(To be done)
Reproduce all of the material below line for line, changing nothing.

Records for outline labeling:
────────────────────────────────────────

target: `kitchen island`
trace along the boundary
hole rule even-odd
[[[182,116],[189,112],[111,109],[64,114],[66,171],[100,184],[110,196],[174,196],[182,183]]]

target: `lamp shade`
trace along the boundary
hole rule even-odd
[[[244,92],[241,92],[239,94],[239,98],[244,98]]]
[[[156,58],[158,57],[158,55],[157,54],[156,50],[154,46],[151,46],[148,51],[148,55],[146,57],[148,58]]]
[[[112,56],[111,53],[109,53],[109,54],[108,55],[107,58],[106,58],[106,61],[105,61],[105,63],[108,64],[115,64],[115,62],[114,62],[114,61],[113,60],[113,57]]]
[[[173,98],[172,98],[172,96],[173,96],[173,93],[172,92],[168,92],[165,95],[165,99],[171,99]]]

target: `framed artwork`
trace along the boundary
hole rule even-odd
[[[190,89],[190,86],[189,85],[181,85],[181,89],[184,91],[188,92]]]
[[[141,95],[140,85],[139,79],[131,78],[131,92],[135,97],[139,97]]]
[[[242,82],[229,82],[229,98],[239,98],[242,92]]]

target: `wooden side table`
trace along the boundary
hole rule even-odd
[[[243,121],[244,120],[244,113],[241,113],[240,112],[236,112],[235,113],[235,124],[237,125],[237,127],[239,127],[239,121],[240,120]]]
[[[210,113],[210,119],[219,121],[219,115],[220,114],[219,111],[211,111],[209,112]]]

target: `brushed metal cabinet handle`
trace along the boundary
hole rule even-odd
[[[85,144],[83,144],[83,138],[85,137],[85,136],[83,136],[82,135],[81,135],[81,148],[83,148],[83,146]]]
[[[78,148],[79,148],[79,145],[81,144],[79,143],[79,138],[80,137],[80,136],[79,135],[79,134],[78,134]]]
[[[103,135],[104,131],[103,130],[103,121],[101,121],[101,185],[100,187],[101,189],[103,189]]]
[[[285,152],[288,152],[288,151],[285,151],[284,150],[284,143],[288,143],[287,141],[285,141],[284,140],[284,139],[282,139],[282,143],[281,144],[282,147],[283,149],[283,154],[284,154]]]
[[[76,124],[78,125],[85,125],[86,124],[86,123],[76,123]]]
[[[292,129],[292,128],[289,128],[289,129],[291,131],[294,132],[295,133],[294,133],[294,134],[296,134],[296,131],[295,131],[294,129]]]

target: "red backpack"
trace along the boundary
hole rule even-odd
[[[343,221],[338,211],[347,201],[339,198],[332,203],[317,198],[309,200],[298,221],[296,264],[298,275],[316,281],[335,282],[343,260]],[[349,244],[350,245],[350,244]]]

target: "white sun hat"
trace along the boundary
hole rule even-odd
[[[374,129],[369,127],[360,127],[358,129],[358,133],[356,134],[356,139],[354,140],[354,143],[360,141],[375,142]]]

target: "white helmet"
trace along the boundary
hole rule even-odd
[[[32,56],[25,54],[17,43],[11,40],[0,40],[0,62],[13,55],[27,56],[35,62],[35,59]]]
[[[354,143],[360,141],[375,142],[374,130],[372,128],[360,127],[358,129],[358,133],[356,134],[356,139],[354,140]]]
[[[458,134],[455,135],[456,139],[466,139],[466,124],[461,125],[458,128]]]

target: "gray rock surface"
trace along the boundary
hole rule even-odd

────────────────────────────────────────

(The output)
target: `kitchen island`
trace along the boundary
hole rule even-odd
[[[182,116],[189,112],[111,109],[64,114],[66,171],[100,184],[110,196],[174,196],[182,183]]]

target: `lamp shade`
trace along the boundary
hole rule even-odd
[[[244,92],[241,92],[239,94],[239,98],[244,98]]]
[[[156,58],[158,57],[158,55],[157,54],[156,50],[154,46],[151,46],[148,51],[148,55],[146,57],[148,58]]]
[[[112,56],[111,53],[109,53],[109,54],[108,55],[107,58],[106,58],[106,61],[105,61],[105,63],[108,64],[115,64],[115,62],[114,62],[114,61],[113,60],[113,57]]]
[[[173,98],[172,98],[172,96],[173,96],[173,93],[172,92],[168,92],[165,95],[165,99],[171,99]]]

target: `framed artwork`
trace along the boundary
hole rule even-odd
[[[190,89],[190,86],[189,85],[181,85],[181,89],[184,91],[188,92]]]
[[[141,95],[140,85],[139,79],[131,78],[131,92],[135,97],[139,97]]]
[[[242,82],[229,82],[229,98],[239,98],[242,92]]]

target: `wooden side table`
trace along the boundary
hole rule even-odd
[[[243,121],[244,120],[244,113],[241,113],[240,112],[236,112],[235,113],[235,124],[237,125],[237,127],[239,127],[239,121],[240,120]]]
[[[210,113],[210,119],[219,121],[219,115],[220,114],[219,111],[211,111],[209,112]]]

target: `brushed metal cabinet handle`
trace along the boundary
hole rule even-odd
[[[85,144],[83,144],[83,138],[85,137],[85,136],[83,136],[82,135],[81,135],[81,148],[83,148],[83,146]]]
[[[78,148],[79,148],[79,145],[81,144],[79,143],[79,138],[80,137],[80,136],[79,135],[79,134],[78,134]]]
[[[103,135],[104,131],[103,130],[103,121],[101,121],[101,185],[100,187],[101,189],[103,189]]]
[[[285,152],[288,152],[288,151],[285,151],[284,150],[284,143],[288,143],[287,141],[285,141],[284,140],[284,139],[282,139],[282,143],[281,144],[282,147],[283,149],[283,154],[284,154]]]
[[[76,124],[78,125],[85,125],[86,124],[86,123],[76,123]]]
[[[292,129],[292,128],[289,128],[289,129],[291,131],[294,132],[295,133],[294,133],[294,134],[296,134],[296,131],[295,131],[294,129]]]

target: "red backpack"
trace along the boundary
hole rule even-odd
[[[343,221],[338,211],[347,201],[339,198],[332,203],[317,198],[309,200],[298,221],[296,264],[298,275],[316,281],[335,282],[343,260]],[[349,244],[350,245],[350,244]]]

target: "white sun hat"
trace along the boundary
hole rule even-odd
[[[374,129],[369,127],[360,127],[358,129],[358,133],[356,134],[356,139],[354,140],[354,143],[360,141],[375,142]]]

target: "white helmet"
trace along the boundary
hole rule even-odd
[[[32,56],[25,54],[17,43],[11,40],[0,40],[0,62],[13,55],[27,56],[35,62],[35,59]]]
[[[354,143],[360,141],[375,142],[374,130],[372,128],[360,127],[358,129],[358,133],[356,134],[356,139],[354,140]]]
[[[458,134],[455,135],[456,139],[466,139],[466,124],[461,125],[458,128]]]

target: "gray rock surface"
trace along the boundary
hole rule even-odd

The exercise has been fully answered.